**Your instructions:**
Quote, word for word, every line starting at the line that contains "Practice step: point at the shoulder" and ending with the last line of the records; include both of these lines and no others.
[BEGIN Records provided]
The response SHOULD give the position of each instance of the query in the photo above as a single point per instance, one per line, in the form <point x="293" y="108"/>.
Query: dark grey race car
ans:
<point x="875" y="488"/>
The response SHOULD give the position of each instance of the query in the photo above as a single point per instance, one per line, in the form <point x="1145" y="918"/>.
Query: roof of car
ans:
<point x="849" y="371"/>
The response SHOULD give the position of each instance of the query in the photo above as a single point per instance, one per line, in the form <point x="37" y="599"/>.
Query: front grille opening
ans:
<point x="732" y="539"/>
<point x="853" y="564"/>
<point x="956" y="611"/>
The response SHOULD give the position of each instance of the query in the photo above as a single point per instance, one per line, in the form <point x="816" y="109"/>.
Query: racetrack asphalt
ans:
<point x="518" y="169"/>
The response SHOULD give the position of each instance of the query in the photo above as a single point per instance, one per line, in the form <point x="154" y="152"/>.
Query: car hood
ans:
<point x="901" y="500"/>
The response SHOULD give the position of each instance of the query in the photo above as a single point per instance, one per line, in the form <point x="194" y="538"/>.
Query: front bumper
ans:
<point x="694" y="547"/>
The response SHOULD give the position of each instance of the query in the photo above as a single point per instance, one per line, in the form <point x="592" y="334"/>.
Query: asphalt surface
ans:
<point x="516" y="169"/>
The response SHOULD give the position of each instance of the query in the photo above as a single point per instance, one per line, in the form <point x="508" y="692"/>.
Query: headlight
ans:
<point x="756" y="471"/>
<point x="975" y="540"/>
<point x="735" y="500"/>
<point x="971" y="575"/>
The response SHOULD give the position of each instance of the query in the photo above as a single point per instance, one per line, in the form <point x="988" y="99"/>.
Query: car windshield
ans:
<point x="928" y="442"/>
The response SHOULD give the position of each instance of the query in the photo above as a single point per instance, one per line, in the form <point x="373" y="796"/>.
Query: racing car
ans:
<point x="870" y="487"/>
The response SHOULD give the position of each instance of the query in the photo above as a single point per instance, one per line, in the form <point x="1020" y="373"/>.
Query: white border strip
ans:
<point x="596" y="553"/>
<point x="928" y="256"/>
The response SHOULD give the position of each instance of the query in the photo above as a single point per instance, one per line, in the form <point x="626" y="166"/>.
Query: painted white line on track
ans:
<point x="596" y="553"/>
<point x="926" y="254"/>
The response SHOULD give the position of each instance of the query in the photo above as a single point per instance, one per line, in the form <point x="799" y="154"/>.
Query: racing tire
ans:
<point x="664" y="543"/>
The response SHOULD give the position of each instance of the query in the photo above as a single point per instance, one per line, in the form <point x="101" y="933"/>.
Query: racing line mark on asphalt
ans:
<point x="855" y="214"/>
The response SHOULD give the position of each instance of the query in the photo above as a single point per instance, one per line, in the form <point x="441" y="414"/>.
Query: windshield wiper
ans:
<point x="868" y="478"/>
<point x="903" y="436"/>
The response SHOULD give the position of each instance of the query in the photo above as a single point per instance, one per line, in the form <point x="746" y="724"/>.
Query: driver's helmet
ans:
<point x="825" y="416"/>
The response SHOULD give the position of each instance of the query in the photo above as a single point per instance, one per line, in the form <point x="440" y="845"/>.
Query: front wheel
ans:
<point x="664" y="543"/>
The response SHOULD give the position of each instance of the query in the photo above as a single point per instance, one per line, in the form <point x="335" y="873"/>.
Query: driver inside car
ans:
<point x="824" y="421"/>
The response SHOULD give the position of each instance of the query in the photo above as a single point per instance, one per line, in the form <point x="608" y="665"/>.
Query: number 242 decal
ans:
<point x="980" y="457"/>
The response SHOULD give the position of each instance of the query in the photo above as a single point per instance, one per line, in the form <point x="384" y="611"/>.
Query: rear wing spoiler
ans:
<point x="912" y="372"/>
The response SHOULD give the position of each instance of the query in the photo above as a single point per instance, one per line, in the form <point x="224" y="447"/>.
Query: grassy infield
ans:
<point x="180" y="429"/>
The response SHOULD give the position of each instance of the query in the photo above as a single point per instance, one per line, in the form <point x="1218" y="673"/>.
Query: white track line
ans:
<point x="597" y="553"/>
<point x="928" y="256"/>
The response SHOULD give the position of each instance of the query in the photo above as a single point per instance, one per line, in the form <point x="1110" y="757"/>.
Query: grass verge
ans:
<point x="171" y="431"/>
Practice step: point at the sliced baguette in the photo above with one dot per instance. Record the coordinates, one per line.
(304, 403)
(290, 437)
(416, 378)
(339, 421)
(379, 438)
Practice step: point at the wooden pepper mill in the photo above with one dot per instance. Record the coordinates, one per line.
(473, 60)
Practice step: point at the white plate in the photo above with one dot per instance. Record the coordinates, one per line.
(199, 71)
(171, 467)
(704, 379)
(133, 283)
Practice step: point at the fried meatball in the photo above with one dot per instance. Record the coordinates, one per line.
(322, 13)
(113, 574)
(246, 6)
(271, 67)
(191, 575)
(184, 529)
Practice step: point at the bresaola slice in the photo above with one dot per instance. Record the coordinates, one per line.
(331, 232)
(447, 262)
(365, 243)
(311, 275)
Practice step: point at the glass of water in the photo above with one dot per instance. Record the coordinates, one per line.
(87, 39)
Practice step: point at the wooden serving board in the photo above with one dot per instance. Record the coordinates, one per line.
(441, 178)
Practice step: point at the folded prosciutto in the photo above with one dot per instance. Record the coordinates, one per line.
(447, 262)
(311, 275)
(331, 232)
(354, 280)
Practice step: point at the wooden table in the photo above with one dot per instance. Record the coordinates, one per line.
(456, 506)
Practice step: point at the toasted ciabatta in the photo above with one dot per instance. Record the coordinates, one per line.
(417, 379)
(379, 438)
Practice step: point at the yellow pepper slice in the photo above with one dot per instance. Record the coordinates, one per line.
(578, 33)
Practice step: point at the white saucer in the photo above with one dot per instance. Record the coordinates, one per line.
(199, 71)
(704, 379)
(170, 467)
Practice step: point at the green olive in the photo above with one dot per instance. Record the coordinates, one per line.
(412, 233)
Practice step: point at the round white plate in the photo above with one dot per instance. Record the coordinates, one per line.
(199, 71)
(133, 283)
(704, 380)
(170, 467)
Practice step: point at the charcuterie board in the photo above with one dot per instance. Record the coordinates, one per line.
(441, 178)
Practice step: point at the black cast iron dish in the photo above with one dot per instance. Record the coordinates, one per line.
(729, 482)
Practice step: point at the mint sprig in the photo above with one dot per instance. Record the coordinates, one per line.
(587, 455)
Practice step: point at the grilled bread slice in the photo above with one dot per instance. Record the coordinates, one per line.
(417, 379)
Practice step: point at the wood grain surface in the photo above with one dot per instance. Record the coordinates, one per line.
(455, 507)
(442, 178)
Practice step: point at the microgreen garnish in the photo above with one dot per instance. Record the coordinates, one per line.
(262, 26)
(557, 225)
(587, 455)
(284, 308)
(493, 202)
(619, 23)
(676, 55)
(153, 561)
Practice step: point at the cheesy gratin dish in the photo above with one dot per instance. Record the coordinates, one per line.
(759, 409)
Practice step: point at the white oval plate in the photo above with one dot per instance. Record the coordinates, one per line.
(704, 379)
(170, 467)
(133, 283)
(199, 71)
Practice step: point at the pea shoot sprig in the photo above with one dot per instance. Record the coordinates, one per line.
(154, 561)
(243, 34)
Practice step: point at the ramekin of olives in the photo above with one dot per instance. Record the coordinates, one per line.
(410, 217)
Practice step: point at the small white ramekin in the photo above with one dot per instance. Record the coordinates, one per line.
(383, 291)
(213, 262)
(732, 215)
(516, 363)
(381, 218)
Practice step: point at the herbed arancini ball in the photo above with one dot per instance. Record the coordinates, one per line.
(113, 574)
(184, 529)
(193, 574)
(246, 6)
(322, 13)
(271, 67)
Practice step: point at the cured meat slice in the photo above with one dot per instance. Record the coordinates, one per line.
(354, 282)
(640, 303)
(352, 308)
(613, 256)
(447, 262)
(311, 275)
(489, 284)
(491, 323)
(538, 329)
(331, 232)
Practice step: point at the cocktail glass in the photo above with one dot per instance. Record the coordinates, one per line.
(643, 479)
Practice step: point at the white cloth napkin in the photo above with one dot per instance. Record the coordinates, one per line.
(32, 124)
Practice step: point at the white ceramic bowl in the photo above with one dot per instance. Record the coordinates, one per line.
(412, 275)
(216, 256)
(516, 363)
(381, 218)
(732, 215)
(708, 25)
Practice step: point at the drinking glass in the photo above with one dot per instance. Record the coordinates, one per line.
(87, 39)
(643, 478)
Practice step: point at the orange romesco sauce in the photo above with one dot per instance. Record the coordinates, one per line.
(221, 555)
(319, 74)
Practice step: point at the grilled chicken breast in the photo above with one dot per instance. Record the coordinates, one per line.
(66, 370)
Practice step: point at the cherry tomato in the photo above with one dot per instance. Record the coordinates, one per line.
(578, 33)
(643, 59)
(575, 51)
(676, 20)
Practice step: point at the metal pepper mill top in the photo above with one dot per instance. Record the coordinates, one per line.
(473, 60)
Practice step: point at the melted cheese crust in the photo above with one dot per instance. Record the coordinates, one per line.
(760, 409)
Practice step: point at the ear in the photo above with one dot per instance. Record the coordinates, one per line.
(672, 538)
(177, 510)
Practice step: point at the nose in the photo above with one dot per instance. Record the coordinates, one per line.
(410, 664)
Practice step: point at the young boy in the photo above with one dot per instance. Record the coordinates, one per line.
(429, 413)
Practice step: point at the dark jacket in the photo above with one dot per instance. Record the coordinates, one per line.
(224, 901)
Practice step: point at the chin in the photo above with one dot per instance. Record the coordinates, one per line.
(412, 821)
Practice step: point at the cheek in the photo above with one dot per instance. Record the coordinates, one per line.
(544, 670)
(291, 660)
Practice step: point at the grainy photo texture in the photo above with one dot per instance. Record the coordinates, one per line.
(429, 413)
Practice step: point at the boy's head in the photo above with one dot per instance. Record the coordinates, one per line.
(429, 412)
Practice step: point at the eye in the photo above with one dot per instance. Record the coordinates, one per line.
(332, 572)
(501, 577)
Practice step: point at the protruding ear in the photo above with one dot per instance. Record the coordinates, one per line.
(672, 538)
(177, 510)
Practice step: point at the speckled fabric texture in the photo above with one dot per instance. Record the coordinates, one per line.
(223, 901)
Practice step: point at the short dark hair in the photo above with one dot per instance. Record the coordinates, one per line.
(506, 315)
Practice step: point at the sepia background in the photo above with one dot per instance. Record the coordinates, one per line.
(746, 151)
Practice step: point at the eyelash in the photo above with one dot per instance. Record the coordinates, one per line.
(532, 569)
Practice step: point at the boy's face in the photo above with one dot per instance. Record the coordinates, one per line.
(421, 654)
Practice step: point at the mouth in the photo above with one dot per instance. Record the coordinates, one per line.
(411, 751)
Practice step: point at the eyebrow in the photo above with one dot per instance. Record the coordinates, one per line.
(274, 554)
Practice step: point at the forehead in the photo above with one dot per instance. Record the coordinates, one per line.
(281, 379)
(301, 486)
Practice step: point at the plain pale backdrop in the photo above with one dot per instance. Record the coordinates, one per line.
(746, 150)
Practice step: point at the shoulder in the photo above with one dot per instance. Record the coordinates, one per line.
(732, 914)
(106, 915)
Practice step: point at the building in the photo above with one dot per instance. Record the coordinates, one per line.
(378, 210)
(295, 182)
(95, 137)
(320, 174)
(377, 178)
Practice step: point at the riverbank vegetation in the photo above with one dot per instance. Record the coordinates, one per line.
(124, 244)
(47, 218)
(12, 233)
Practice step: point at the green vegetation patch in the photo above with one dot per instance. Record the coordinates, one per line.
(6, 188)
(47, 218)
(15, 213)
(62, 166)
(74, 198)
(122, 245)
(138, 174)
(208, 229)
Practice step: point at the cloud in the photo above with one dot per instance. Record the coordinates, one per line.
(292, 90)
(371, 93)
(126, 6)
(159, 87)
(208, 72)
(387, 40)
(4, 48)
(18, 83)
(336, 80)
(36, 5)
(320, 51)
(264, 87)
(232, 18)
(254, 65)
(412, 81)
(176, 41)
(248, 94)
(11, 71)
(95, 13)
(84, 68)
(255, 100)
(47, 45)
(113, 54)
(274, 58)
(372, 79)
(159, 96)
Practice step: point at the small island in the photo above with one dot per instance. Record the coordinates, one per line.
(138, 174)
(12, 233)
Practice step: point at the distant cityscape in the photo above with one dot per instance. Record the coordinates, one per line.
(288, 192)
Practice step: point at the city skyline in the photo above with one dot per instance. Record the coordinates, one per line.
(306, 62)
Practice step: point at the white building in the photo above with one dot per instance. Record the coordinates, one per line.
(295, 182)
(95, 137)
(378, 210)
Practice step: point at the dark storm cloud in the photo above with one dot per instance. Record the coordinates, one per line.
[END Records provided]
**Worked answer:**
Practice step: point at the shoulder in the photo above with one dot per instance. Record the coordinates, one per line.
(732, 914)
(106, 915)
Practice step: point at the building in the photo above with one dot per instance. Record the coordinates, one per line.
(378, 210)
(295, 182)
(95, 137)
(320, 174)
(377, 178)
Practice step: point at the riverbank vegetation in the photo above with one dot per instance. Record the coordinates, one per line.
(124, 244)
(47, 218)
(12, 233)
Practice step: point at the green vegetation patch in the photo above with one dot per instance. Record the coordinates, one per line.
(6, 188)
(47, 218)
(15, 213)
(62, 166)
(74, 198)
(122, 245)
(138, 174)
(208, 229)
Practice step: point at the cloud in the photo above with one dot per instance. Record the coordinates, one per line.
(292, 90)
(371, 93)
(126, 6)
(159, 87)
(208, 72)
(387, 40)
(4, 48)
(18, 83)
(336, 80)
(36, 5)
(320, 51)
(264, 87)
(232, 18)
(254, 65)
(412, 81)
(176, 41)
(248, 94)
(11, 71)
(95, 13)
(84, 68)
(255, 100)
(47, 45)
(113, 54)
(274, 58)
(372, 79)
(159, 96)
Practice step: point at the small island in the photo above with one dot per instance. Record the coordinates, one per line.
(138, 174)
(12, 233)
Practice step: point at the distant cityscape in the photo above with one dot per instance. Record the coordinates, one per line.
(288, 192)
Practice step: point at the city skyline in the photo above with one dot per instance. Record the coordinates, one per line.
(306, 62)
Practice step: point at the white building in the photo above with one dot per instance. Record the coordinates, one per line.
(295, 182)
(95, 137)
(378, 210)
Practice step: point at the dark storm cloud in the photo above with one dot per instance. Record the coordinates, one per line.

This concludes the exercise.